It has been found that the disadvantages of the duo-binary techniques may be overcome to a great extend by the use of biternary transmission techniques. In such a system the data is transmitted in a straight binary manner when the data pulse rate is at lower frequencies and is transmitted in a duo-binary manner when the data pulse rate is at higher frequencies. A number of biternary systems have been developed as shown in U.S. Pat. Nos. 3,162,724; 3,234,465 and 3,238,299. These systems, however, only apply to the handling of full bauded signal trains in which each data element of the signal has a precise time duration controlled by a clock. The particular systems shown are not applicable to a train of signals in which the pulses occur randomly as is the case in a facsimile transmission system.

SUMMARY OF THE INVENTION

In accordance with this invention a system has been developed for forming a biternary signal from a random pulse binary train. It does so by measuring the time duration of each mark (or space) indicating pulse. If the actual time duration of such pulse is longer than a predetermined time duration, a three level signal producing circuit is caused to produce a signal which fluctuates between the intermediate of the three levels and one of the outer levels. However, each time the duration of one of said pulses is shorter than the predetermined time, the three level signal producing means is caused to switch to operation between the intermediate level and the opposite outer level. By measuring the actual time duration of the pulses and controlling the operable circuits in accordance with that time duration, the system is usable in applications such as facsimile to accurately transmit and reproduce digital data at a higher speed.

Also included as features of this invention are particular circuits for performing various functions of the data transmission system in an accurate and economical manner. A novel two level to three level signal converter is included which utilizes a differential amplifier and an ordinary flip-flop circuit.

Another feature is a novel analog to digital converter circuit for transforming the facsimile optical scanning signals into straight binary signals for further handling by the data transmission system. A high grain differential amplifier is used which operates at one input about an average DC slicing level representative of the optical density of the copy document being scanned. Thus, very simple means are provided for producing accurate binary signals representative of the copy document regardless of any substantial changes in the color of the document background or copy.

## REQUEST
Can you retype the biternary transmission text word for word, from "Also included as" to "background or copy."?

## DATASET ENTRIES
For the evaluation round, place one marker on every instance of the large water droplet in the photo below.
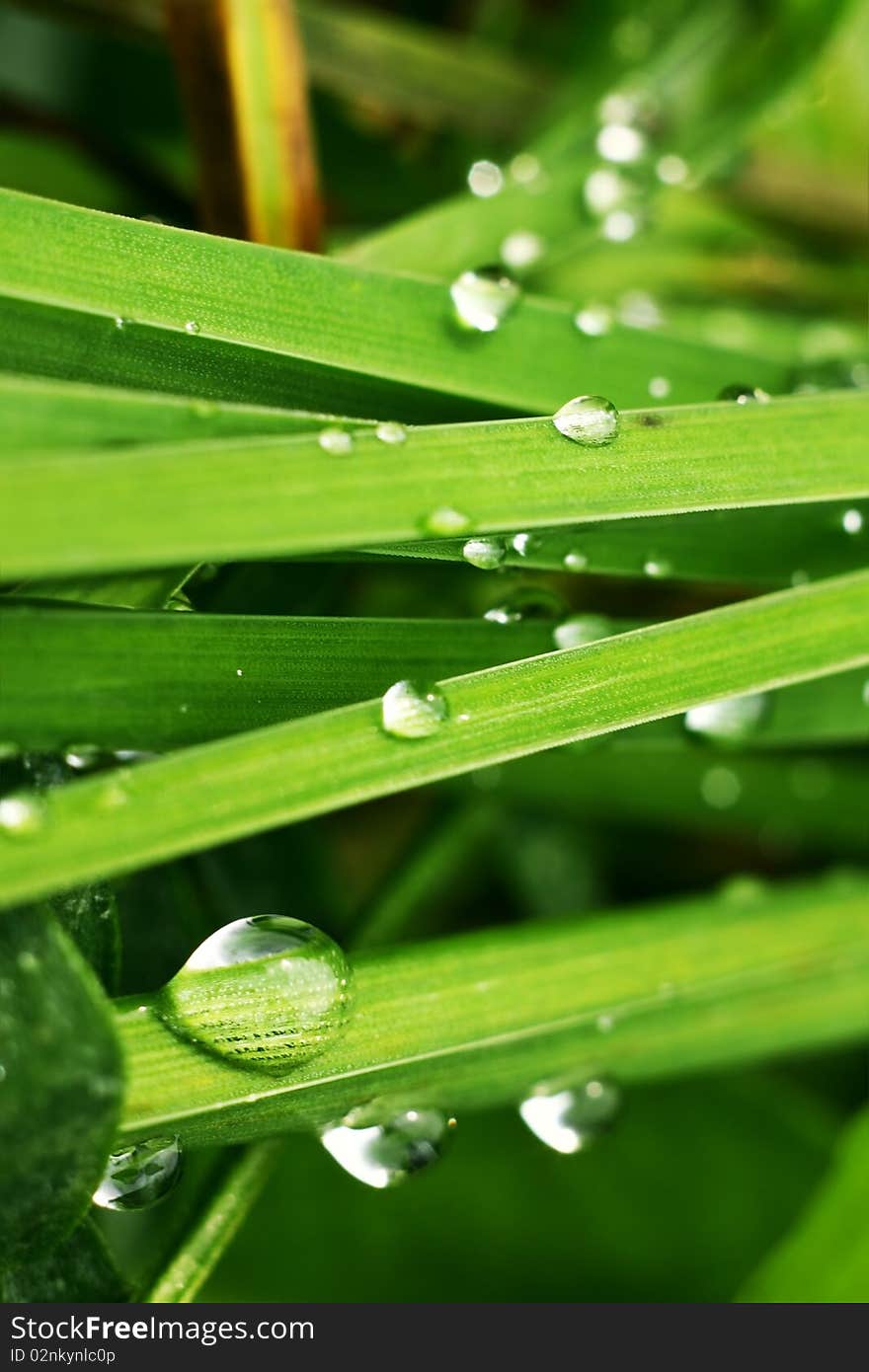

==

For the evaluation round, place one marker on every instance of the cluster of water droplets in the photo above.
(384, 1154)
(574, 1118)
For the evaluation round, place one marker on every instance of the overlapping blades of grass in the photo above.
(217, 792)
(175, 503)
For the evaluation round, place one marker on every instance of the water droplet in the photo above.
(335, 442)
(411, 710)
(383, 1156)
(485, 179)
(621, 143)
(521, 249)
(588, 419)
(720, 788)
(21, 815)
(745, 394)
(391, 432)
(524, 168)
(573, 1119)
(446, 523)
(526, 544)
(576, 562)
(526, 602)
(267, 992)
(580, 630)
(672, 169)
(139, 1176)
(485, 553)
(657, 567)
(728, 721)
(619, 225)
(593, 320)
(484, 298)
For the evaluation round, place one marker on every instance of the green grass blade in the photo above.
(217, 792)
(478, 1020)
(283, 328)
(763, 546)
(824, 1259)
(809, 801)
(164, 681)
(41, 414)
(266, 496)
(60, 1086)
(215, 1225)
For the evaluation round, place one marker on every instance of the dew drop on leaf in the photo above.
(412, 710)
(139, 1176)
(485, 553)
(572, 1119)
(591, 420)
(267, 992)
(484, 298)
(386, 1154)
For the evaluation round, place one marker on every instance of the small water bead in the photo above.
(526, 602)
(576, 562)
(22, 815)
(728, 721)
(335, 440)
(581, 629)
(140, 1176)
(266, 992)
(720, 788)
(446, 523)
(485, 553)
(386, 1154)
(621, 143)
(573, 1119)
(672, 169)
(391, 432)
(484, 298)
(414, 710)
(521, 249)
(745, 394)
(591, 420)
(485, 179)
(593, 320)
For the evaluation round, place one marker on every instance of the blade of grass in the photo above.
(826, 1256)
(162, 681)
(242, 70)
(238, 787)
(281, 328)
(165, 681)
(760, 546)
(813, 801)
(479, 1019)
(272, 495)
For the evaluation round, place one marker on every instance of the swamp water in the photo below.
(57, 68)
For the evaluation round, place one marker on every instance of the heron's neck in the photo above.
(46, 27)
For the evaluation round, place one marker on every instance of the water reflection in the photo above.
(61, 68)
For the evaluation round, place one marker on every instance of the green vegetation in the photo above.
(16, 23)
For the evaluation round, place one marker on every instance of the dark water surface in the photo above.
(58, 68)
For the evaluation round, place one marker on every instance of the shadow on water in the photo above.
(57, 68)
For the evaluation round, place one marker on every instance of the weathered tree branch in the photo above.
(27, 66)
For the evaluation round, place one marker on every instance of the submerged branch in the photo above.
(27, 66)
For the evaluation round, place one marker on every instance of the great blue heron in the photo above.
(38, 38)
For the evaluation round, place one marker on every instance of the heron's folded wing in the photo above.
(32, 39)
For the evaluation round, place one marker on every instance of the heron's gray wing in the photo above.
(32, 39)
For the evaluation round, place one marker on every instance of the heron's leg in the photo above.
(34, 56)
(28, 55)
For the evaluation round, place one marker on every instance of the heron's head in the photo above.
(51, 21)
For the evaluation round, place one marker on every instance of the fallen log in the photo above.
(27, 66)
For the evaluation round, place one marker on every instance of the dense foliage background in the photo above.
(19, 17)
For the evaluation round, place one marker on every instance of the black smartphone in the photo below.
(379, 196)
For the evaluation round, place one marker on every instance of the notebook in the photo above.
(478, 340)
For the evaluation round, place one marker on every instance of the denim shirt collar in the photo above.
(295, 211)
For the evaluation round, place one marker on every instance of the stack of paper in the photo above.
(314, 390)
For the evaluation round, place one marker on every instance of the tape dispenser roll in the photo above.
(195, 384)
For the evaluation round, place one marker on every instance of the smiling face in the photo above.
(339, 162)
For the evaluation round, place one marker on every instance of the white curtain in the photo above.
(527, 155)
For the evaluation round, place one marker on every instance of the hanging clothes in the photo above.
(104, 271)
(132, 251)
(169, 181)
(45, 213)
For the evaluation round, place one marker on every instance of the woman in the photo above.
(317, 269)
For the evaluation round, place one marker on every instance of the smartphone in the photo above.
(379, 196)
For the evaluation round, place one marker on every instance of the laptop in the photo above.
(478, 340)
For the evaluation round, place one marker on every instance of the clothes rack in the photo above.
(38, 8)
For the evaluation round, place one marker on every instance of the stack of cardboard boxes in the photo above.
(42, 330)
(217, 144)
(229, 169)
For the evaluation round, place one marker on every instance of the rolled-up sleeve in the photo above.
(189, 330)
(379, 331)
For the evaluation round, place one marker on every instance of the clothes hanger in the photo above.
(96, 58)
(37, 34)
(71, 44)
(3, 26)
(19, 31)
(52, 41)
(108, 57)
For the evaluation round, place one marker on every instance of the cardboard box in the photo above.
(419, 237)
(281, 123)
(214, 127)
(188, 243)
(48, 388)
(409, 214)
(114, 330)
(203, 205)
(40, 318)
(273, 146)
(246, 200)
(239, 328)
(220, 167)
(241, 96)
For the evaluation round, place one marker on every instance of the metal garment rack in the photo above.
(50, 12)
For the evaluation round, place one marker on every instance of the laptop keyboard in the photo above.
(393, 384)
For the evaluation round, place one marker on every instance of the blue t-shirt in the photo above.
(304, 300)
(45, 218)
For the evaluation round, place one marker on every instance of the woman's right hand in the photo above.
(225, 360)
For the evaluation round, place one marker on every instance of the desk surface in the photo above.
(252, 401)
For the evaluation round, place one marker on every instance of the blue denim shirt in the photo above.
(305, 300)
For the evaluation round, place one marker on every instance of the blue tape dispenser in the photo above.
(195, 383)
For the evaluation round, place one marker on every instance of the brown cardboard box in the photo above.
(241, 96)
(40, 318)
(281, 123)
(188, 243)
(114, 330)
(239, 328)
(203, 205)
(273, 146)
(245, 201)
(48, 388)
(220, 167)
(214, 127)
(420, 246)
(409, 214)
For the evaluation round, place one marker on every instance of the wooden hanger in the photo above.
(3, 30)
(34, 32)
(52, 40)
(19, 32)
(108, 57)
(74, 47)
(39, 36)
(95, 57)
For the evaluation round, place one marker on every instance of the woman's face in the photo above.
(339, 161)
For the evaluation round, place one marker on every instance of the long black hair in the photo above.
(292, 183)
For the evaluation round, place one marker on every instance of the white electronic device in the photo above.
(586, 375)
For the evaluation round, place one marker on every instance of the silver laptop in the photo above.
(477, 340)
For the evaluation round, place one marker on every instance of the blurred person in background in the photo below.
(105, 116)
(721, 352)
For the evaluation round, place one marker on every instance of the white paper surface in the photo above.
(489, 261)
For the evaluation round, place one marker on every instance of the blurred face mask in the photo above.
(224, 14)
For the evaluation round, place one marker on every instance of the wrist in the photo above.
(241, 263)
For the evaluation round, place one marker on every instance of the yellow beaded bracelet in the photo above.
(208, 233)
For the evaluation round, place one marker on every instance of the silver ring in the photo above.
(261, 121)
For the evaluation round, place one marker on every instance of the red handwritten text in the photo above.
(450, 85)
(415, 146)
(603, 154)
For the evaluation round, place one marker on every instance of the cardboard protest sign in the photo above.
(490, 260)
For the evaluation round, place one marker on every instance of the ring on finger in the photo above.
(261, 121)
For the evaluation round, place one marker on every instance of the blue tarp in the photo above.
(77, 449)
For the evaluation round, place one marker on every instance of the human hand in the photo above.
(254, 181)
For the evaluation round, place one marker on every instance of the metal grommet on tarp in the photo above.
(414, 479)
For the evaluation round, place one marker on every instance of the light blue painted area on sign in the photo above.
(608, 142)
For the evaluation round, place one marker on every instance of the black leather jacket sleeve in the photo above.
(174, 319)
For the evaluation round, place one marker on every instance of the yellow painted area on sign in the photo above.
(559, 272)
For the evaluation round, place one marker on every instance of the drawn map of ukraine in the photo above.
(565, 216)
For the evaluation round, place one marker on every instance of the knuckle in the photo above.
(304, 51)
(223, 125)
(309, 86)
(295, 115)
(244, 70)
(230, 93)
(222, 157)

## TASK SOLUTION
Also included as features of this invention are particular circuits for performing various functions of the data transmission system in an accurate and economical manner. A novel two level to three level signal converter is included which utilizes a differential amplifier and an ordinary flip-flop circuit.

Another feature is a novel analog to digital converter circuit for transforming the facsimile optical scanning signals into straight binary signals for further handling by the data transmission system. A high grain differential amplifier is used which operates at one input about an average DC slicing level representative of the optical density of the copy document being scanned. Thus, very simple means are provided for producing accurate binary signals representative of the copy document regardless of any substantial changes in the color of the document background or copy.